__What is expected__: Turn the records from the line containing "Curation task — class label: green foliage." through the line containing "[140,113,180,206]" into a Markdown table with two columns, Row and Entry. Put a row number in Row and the line itself in Entry, and leave out blank lines.

__Supplied information__:
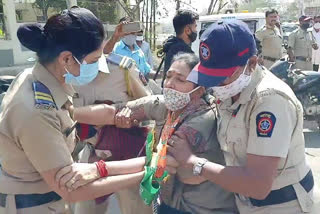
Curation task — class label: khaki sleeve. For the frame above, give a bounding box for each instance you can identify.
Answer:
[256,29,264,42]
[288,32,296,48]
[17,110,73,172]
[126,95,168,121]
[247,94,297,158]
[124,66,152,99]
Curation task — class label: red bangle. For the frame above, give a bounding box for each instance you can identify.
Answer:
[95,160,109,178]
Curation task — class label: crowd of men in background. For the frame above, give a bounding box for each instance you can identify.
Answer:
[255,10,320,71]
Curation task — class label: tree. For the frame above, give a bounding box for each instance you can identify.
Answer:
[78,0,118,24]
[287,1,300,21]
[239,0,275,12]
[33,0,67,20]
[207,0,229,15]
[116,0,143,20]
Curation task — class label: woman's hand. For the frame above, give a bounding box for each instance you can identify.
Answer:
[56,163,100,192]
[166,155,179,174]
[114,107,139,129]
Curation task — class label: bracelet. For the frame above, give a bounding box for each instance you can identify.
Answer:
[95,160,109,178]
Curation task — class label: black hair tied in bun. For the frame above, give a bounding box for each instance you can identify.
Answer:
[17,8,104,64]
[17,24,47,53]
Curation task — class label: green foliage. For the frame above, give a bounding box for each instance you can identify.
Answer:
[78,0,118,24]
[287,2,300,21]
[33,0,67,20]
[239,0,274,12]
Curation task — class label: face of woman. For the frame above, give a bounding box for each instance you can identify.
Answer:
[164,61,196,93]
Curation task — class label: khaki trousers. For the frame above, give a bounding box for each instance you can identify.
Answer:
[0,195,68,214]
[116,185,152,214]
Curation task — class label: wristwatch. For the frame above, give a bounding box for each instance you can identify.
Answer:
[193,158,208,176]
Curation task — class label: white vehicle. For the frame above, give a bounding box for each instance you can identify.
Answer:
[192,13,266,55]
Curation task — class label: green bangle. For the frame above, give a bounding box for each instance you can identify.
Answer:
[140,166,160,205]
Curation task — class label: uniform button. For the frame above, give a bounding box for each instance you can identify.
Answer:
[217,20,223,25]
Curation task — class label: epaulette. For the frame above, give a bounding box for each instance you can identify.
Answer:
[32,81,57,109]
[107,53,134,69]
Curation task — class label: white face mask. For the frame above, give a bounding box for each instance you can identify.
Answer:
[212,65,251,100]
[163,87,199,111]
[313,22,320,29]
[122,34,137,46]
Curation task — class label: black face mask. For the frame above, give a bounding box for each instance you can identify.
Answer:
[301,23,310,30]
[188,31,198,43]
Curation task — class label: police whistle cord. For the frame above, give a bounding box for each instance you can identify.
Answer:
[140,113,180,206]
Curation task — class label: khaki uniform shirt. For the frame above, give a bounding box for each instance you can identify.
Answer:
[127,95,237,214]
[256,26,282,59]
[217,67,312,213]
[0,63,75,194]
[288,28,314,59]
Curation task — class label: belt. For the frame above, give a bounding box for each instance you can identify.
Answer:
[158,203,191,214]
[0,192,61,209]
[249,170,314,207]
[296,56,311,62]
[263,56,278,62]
==
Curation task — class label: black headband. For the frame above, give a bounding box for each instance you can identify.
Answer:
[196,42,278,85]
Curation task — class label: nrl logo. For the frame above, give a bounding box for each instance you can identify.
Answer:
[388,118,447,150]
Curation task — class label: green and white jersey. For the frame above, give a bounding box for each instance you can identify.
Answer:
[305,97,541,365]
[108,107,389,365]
---
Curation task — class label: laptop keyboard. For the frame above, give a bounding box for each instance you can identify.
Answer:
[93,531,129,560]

__Answer for this exercise__:
| Row | Entry |
|---|---|
| 1 | Curation task — class label: green foliage. For the frame above, give a bounding box for each instance you can identify. |
| 2 | Answer: |
| 3 | [78,0,118,24] |
| 4 | [287,2,300,21] |
| 5 | [33,0,67,20] |
| 6 | [239,0,274,12] |
| 7 | Curation task — class label: face of woman. For the frame above, give a bounding box for each instance you can identify. |
| 8 | Answer: |
| 9 | [164,61,196,93] |
| 10 | Curation task — class label: khaki trousers. For the frame above, give a bounding box for each instance you can identify. |
| 11 | Answer: |
| 12 | [0,195,68,214] |
| 13 | [116,185,152,214] |
| 14 | Curation task — class label: wristwatch. For the frame above, give a bounding box for each instance you can identify. |
| 15 | Answer: |
| 16 | [193,158,208,176] |
| 17 | Curation task — class label: white vehicle. For the frame above, give a bounding box for each instance you can identify. |
| 18 | Answer: |
| 19 | [192,13,266,55] |
| 20 | Curation task — class label: green bangle. For the frame above, give a bounding box for each instance you can identify. |
| 21 | Answer: |
| 22 | [140,166,160,205] |
| 23 | Curation task — class label: uniform button. For the frame above, give a bounding box for each instance you can identify. |
| 24 | Answer: |
| 25 | [217,20,223,25] |
| 26 | Curation task — class label: epaulette. For the frame above, give a bounding box for each instance you can identify. |
| 27 | Answer: |
| 28 | [32,81,57,109] |
| 29 | [107,53,134,69] |
| 30 | Curation task — class label: white face mask. For the frame above, give a bounding box for each instance you can identify. |
| 31 | Answer: |
| 32 | [212,65,251,100] |
| 33 | [163,87,199,111] |
| 34 | [313,22,320,29] |
| 35 | [122,34,137,46] |
| 36 | Curation task — class label: black face mask. For the frame above, give a bounding box for each instance you can identify. |
| 37 | Answer: |
| 38 | [301,23,310,30] |
| 39 | [188,31,198,43] |
| 40 | Curation task — class label: police whistle cord. For the frame above, give a bounding box for each instance you can identify. |
| 41 | Answer: |
| 42 | [140,113,180,206] |